Instructions for the task:
Please print the data below word for word, beginning at its first line and stopping after the line that contains "pixel 603 413".

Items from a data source
§

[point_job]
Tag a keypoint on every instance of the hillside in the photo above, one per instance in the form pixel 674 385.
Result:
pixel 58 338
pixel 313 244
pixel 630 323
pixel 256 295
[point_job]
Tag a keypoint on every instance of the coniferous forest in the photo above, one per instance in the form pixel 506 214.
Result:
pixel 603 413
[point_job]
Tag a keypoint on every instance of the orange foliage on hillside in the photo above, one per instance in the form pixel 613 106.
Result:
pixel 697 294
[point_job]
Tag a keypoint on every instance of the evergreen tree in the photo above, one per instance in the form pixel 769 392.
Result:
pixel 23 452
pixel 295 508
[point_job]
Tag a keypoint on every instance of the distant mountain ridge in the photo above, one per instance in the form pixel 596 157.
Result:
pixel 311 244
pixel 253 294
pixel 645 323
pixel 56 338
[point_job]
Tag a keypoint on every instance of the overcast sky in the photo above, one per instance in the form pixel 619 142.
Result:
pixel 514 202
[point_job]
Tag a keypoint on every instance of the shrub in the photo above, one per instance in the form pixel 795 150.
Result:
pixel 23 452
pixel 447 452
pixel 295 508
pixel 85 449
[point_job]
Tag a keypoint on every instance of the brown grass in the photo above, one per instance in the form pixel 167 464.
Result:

§

Final result:
[point_job]
Tag a keypoint on every instance of the hillside in the photo above, one per instance in the form pixel 674 385.
Result:
pixel 58 338
pixel 313 244
pixel 630 323
pixel 256 295
[point_job]
Tag a keypoint on every instance of the coniferous forest in the photo above, one per instance in the form pixel 506 214.
Result:
pixel 603 413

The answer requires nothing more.